Records for the task:
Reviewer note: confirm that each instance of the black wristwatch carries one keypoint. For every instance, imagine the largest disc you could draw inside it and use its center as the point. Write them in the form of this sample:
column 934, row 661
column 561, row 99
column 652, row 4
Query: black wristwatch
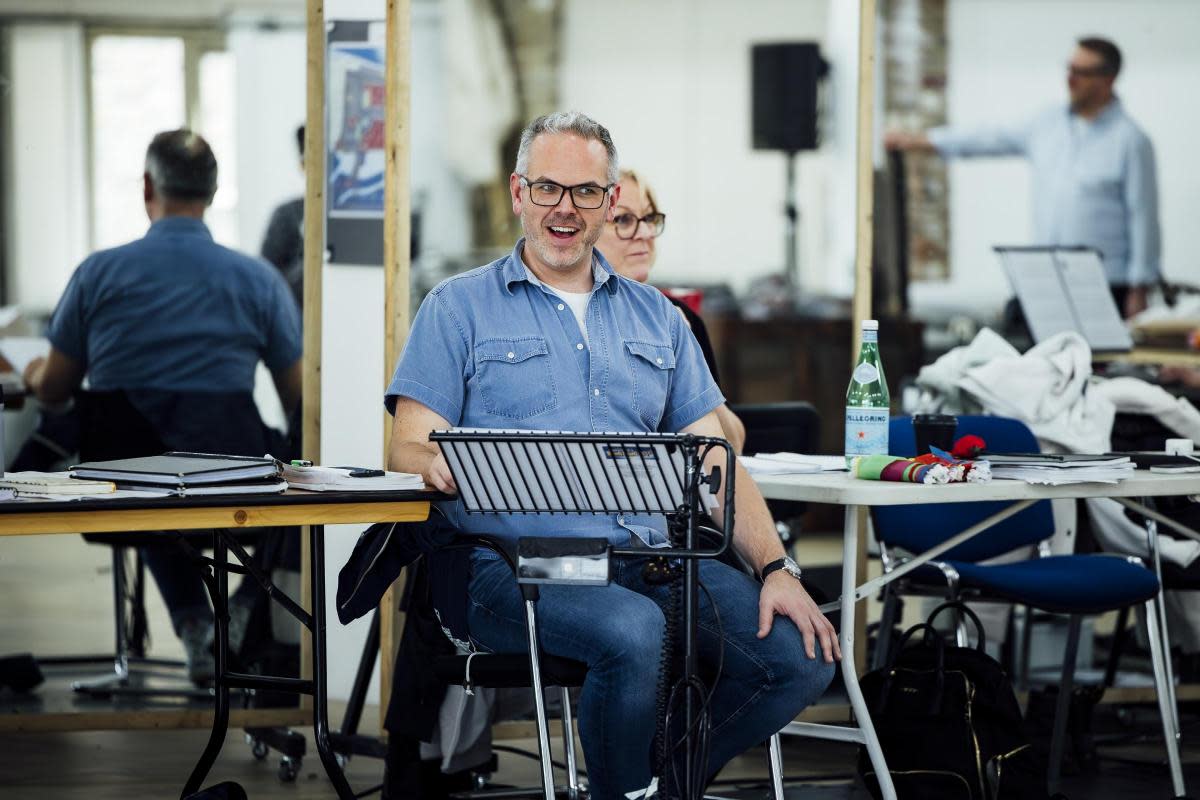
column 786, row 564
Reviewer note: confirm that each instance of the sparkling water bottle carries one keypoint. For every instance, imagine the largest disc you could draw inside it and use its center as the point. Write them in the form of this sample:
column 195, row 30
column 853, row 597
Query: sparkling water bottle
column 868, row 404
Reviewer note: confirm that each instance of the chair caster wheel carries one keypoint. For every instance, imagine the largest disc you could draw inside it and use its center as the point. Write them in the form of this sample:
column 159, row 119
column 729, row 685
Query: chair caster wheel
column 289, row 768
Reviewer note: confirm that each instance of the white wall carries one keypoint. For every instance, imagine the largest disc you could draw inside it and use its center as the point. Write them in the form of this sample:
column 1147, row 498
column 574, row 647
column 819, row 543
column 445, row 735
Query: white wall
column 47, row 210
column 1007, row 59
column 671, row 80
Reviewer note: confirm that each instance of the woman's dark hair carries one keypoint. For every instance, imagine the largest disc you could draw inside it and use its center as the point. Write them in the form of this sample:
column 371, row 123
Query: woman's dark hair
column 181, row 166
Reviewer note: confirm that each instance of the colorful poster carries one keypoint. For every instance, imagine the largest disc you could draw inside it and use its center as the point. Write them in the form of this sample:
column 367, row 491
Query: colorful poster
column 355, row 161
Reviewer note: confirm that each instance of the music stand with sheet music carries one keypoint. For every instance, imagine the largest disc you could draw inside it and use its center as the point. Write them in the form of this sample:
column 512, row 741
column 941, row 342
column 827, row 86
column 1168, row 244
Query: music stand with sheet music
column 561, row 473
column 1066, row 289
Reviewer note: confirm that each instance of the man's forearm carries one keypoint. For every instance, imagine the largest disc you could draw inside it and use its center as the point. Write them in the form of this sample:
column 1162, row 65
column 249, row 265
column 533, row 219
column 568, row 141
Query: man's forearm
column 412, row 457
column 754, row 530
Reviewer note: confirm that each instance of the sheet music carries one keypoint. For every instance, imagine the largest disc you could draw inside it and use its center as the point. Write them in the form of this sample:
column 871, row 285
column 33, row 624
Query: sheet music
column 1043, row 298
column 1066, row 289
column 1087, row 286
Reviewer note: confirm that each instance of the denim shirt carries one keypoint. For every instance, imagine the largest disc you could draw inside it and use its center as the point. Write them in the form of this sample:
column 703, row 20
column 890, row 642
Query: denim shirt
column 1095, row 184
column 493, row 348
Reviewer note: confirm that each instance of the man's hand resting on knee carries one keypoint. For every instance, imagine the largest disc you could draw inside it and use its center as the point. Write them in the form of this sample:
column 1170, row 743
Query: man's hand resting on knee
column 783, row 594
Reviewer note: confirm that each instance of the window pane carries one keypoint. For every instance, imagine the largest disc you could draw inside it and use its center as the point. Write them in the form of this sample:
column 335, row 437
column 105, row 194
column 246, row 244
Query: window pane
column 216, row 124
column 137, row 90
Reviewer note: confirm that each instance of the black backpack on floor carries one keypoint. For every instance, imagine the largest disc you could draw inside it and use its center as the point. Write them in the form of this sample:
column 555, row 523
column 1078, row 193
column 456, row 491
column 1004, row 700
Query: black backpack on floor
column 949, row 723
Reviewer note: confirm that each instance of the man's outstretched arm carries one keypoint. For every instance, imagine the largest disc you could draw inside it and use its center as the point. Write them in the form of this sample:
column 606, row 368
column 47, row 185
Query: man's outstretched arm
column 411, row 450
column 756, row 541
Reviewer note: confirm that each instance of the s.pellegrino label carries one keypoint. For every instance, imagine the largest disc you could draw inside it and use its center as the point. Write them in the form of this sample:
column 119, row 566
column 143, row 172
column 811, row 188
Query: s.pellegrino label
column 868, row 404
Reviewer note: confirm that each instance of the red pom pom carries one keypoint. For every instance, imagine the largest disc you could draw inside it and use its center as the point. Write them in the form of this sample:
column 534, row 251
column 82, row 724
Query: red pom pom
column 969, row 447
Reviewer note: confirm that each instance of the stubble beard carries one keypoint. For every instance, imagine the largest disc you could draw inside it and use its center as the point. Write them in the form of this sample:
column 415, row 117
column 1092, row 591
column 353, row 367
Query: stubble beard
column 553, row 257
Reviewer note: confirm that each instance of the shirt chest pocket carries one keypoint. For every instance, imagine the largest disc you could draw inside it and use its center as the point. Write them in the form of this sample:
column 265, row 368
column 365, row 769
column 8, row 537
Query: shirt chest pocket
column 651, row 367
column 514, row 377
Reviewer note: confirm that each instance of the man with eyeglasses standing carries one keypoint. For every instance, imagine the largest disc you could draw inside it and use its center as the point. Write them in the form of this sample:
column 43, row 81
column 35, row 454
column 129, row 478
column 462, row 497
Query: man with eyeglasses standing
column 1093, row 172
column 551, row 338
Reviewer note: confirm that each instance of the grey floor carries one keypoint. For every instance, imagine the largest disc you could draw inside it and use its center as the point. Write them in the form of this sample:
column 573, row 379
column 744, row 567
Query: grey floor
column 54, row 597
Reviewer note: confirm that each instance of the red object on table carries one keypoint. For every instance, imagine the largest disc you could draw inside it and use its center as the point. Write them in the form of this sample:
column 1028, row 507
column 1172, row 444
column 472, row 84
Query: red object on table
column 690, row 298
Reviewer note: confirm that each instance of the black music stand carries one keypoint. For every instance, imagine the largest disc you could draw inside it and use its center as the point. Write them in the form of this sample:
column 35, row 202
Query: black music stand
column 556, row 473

Task details:
Print the full listing above line for line, with the pictures omitted.

Written answer:
Reviewer note: confirm that each instance of the black wristwatch carries one keypoint. For every instance, imagine the largest disc you could draw inside it and use its center as the point. Write them in the form of this sample:
column 934, row 661
column 561, row 99
column 652, row 4
Query: black wristwatch
column 786, row 564
Reviewer note: confirm that each instance of the sparkling water bottle carries one keypoint. For every instance, imagine the largest disc you could draw inside it and use its center as the point. Write them in the form of this sample:
column 195, row 30
column 853, row 597
Query: sparkling water bottle
column 868, row 404
Reviewer note: confirm that each instance of the chair caster wheel carries one keypoint. For every instance, imagine the largest disc you could draw inside it and use its center as the point. Write them in the form of this sample:
column 159, row 119
column 729, row 685
Query: chair caster wheel
column 289, row 768
Reviewer note: confirm that each instance of the white wall carries one keypoint. For every instance, imagine the largest disc you could draw inside it and use its center as the point. Write them in the form of this sample:
column 1147, row 498
column 574, row 647
column 819, row 543
column 445, row 735
Query: white wall
column 47, row 210
column 1007, row 59
column 671, row 80
Reviewer note: confirm that each instance of the woman's dark hair carries one keypoint. For every instance, imagine the largest disc you could draw inside it and use its center as the point. Write them in the form of this sample:
column 371, row 123
Query: woman's dark hair
column 181, row 166
Reviewer note: confirm that each instance of the colorful poster carries one keypoint. For every instance, imagine the largest disc you could draw inside it and use its center as the point. Write them in the form of this sample:
column 367, row 491
Query: colorful poster
column 355, row 161
Reviewer note: confirm that each instance of the music stand with sheet music carries one keypoint. For every instance, imagine the largest disc you could draw inside it and use its center as the point. Write them in the form of this sample:
column 512, row 741
column 941, row 342
column 827, row 86
column 1168, row 244
Query: music stand with sheet music
column 561, row 473
column 1066, row 289
Reviewer note: confirm that each instance of the man's forearm carries one keypoint. For every instance, imagine the largest disc you could draw inside it and use its center as the point. Write them in the form of this sample:
column 1162, row 65
column 249, row 265
column 533, row 219
column 568, row 141
Query: man's forearm
column 412, row 457
column 754, row 530
Reviewer note: confirm that each instance of the sheet music carries one keypoint. For every instance, imagine the largest disc you could draw inside it and use its center as the point. Write them in the form of this sample:
column 871, row 285
column 33, row 624
Query: sheet music
column 1043, row 298
column 1066, row 289
column 1087, row 286
Reviewer note: confirm that each instance of the denim shirt carries one keypoint. For every instance, imagine the largest disc you could draw inside it and use its center as the point. Write them in the form of this sample:
column 703, row 20
column 890, row 642
Query: denim shirt
column 1095, row 184
column 493, row 348
Reviewer note: confirm that each instance of the man's hand resting on knee carries one keypoint. For every instance, imagine the largest disc you could draw inside it and use its center as the point. Write them in the form of this sample:
column 1170, row 743
Query: man's hand resting on knee
column 783, row 594
Reviewer note: confirm that each instance of the window pane carries one keypoint. For every instance, imagine the largest disc you could draw inside it and use its center as the point. Write them in the form of this sample:
column 335, row 437
column 105, row 194
column 246, row 244
Query: window pane
column 216, row 124
column 137, row 90
Reviewer note: confirm that each instance of the black backpack on floor carries one keypoint. For every instance, imagine the largest disc you could draw inside it and use its center as the point. Write them in the form of this sample:
column 555, row 523
column 1078, row 193
column 456, row 491
column 1004, row 700
Query: black backpack on floor
column 949, row 723
Reviewer note: confirm that each instance of the man's outstretched arm carries one keypoint. For every instance, imagine the largest disc you could draw inside it and use its center as the point. Write them in the form of this sample:
column 606, row 368
column 47, row 185
Query: man's outstretched arm
column 411, row 450
column 756, row 541
Reviewer note: confirm that each instance of the s.pellegrino label carries one keypoint. For every instance, imagine the largest disc you could draw inside it and use its center as the point. Write them in the form of this sample:
column 119, row 566
column 143, row 172
column 811, row 188
Query: s.pellegrino label
column 868, row 404
Reviewer note: confirm that each instance of the red pom pom carries one keypoint. For every instance, imagine the largest disc you could draw inside it and use its center as the point. Write them in the form of this sample:
column 534, row 251
column 82, row 724
Query: red pom pom
column 969, row 447
Reviewer note: confirm that each instance of the stubble beard carries one keypoint. For every instance, imagine the largest disc you could draw inside it and use its center as the point. Write them in the form of this sample:
column 415, row 117
column 1092, row 591
column 353, row 367
Query: stubble beard
column 553, row 257
Reviewer note: confirm that each instance of the shirt chest pocket carries one keypoint. For every instance, imagine the largest disc you could draw inside it and use its center as the point. Write them in the form of this sample:
column 265, row 368
column 365, row 769
column 8, row 537
Query: shirt chest pocket
column 651, row 367
column 514, row 377
Reviewer note: confirm that each instance of the man with eyeglasses standing carries one keypoint. For every instance, imagine the largest disc you could draw inside it and use its center as the point. Write them in the form of this sample:
column 43, row 81
column 35, row 454
column 129, row 478
column 462, row 497
Query: man with eyeglasses standing
column 1093, row 172
column 551, row 338
Reviewer note: confirm that each instance of the grey floor carries one keypoint. For every instance, imagine the largest disc you could draw inside it and use its center as the point. Write them in the form of this sample:
column 573, row 379
column 744, row 567
Query: grey floor
column 54, row 597
Reviewer note: confirm that each instance of the red object on table carries one keypoint. For every instance, imagine the largest disc you could draw inside it and use its center as the point. Write them in the form of this sample:
column 1028, row 507
column 1172, row 444
column 472, row 84
Query: red object on table
column 690, row 298
Reviewer note: confirm that each instance of the black music stand carries one keypoint. For every instance, imagine the largest disc you could draw inside it and use its center as the point. Write them in the form of this sample:
column 35, row 202
Query: black music stand
column 556, row 473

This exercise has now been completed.